Cele:
(1) Odpowiedz na pytania na podstawie tekstu o Obywatelskiej Radzie Ukrainy.
(a) Na jaki kryzys odpowiedzią było pierwsze spotkanie Rady?
(b) Kiedy i w jaki sposób wyznaczono członków Zgromadzenia Konstytucyjnego?
(c) Co przygotowano w ramach działalności Obywatelskiego Komitetu Konstytucyjnego?
(2) Oceń, czy poniższe stwierdzenia są zgodne z tekstem o Obywatelskiej Radzie Ukrainy. Przy każdym odpowiedz „tak” lub „nie” i przytocz rozstrzygające słowa tekstu.
(a) Przedstawiciele organizacji obywatelskich mieli możliwość spotykania się z przedstawicielami innych sektorów co najmniej raz w roku.
(b) Obywatelski Komitet Konstytucyjny aktywnie działał przez ponad pięć lat.
(c) Zorganizowanie Obywatelskiego Zgromadzenia Konstytucyjnego wydaje się obecnie łatwe do przeprowadzenia.
(3) Dopisz dalszy ciąg tekstu o Obywatelskiej Radzie Ukrainy, zaczynając bezpośrednio po jego ostatnim zdaniu.

Tekst źródłowy:
■ ■ ■ ■
Pozytywnym elementem działalności Obywatelskiej Rady Ukrainy był fakt, że przedstawiciele organizacji obywatelskich mieli możliwość spotkania się przynajmniej raz w roku z przedstawicielami innych sektorów społeczeństwa obywatelskiego, by podjąć próbę wspólnego ustalenia problemów, które są ważne dla wszystkich oraz by przedyskutować sposoby ich rozwiązania. Poczynając od pierwszego spotkania Rady, która zebrała się jako odpowiedź na kryzys polityczny 2007 roku, uczestnicy Obywatelskiej Rady Ukrainy do dzisiaj głoszą hasła mówiące, że problemy polityczne można rozwiązać na drodze przyjęcia nowelizacji Konstytucji przez specjalnie wybraną Konstytuantę – Zgromadzenie Konstytucyjne.
Właśnie wzrost popularności Zgromadzenia Konstytucyjnego jest bez wątpienia zasługą działalności Obywatelskiej Rady Ukrainy. O tym, że idea naprawdę przyjęła się w społeczeństwie świadczy choćby fakt, że administracja Janukowycza zdecydowała się na przeprowadzenie symulacji obrad Zgromadzenia Konstytucyjnego i wykorzystanie ich wyników do własnych celów. Wiosną 2012 roku, rozporządzeniem prezydenta, wyznaczono członków Zgromadzenia Konstytucyjnego, którzy zgodnie z założeniem mają wypracować nowe brzmienie Ustawy Zasadniczej.
Symulacja obrad Zgromadzenia Konstytucyjnego oraz próba uzależnienia tego organu przez Janukowycza jest sporym wyzwaniem dla organizacji członkowskich Obywatelskiej Rady Ukrainy. Pomysł organizacji Obywatelskiego Zgromadzenia Konstytucyjnego, w odpowiedzi na działanie Administracji Prezydenta, wydaje się zbyt trudny do realizacji nie tylko przez Obywatelską Radę Ukrainy, ale w ogóle w kontekście możliwości organizacji obywatelskich, przynajmniej w obecnej chwili.
Jedną z idei, która stymulowała procesy integracyjne w środowiskach obywatelskich, była potrzeba reform. W ten sposób stworzono Obywatelski Komitet Konstytucyjny (ukr. Громадський Конституційний комітет, ГКК), który zjednoczył najważniejszych niezależnych ekspertów poszczególnych dziedzin i aktywnie działał prawie przez dwa lata. W ramach jego działalności przygotowano „Białą” oraz „Zieloną Księgę Reform Konstytucyjnych”.
■ ■ ■ ■
Segment danych:

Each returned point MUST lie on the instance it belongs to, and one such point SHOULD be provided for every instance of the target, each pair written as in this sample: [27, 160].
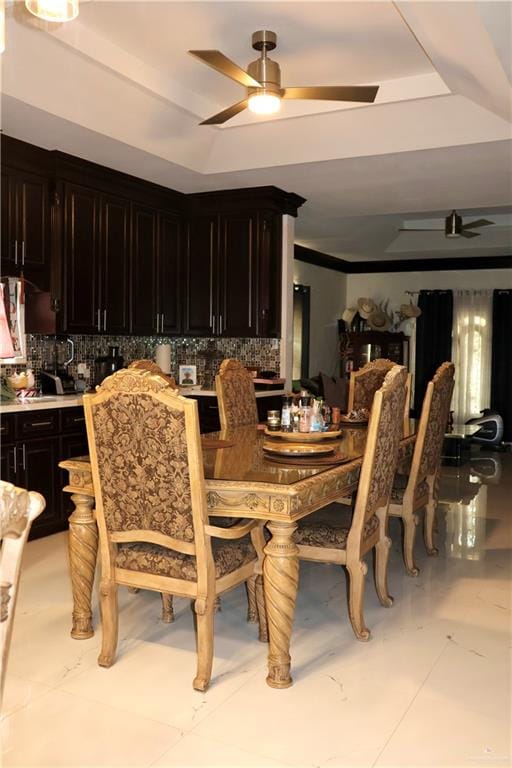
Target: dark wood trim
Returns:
[320, 259]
■ ■ ■ ■
Wyniki końcowe:
(1)
(a) Na kryzys polityczny 2007 roku.
(b) Wiosną 2012 roku, rozporządzeniem prezydenta.
(c) „Białą” oraz „Zieloną Księgę Reform Konstytucyjnych”.

(2)
(a) Tak: „przynajmniej raz w roku”.
(b) Nie: „aktywnie działał prawie przez dwa lata”.
(c) Nie: „wydaje się zbyt trudny do realizacji”.

(3)
Inna Inicjatywa – Sieć Wsparcia Reform – powstała jako pomysł Laboratorium Inicjatyw Ustawodawczych. Do jej składu wybrano osiem silnych regionalnych organizacji obywatelskich, które posiadały znaczny potencjał instytucjonalny oraz posiadały status doświadczonych organizacji o charakterze analityczno‑eksperckim. Podstawą działalności sieci była analiza polityki zarówno na poziomie narodowym, jak i regionalnym. W centrum uwagi organizacji znajduje się monitoring wyborów, analiza ich wyników oraz lobbing na rzecz zmian ustawodawczych, które sprzyjałyby rozwojowi samorządu lokalnego. Sieć publikuje od czasu do czasu swoje oświadczenia, dotyczące wydarzeń politycznych w Ukrainie. Obecnie organizacja prowadzi kampanię dotyczącą poprawek w projekcie ustawy o referendach lokalnych.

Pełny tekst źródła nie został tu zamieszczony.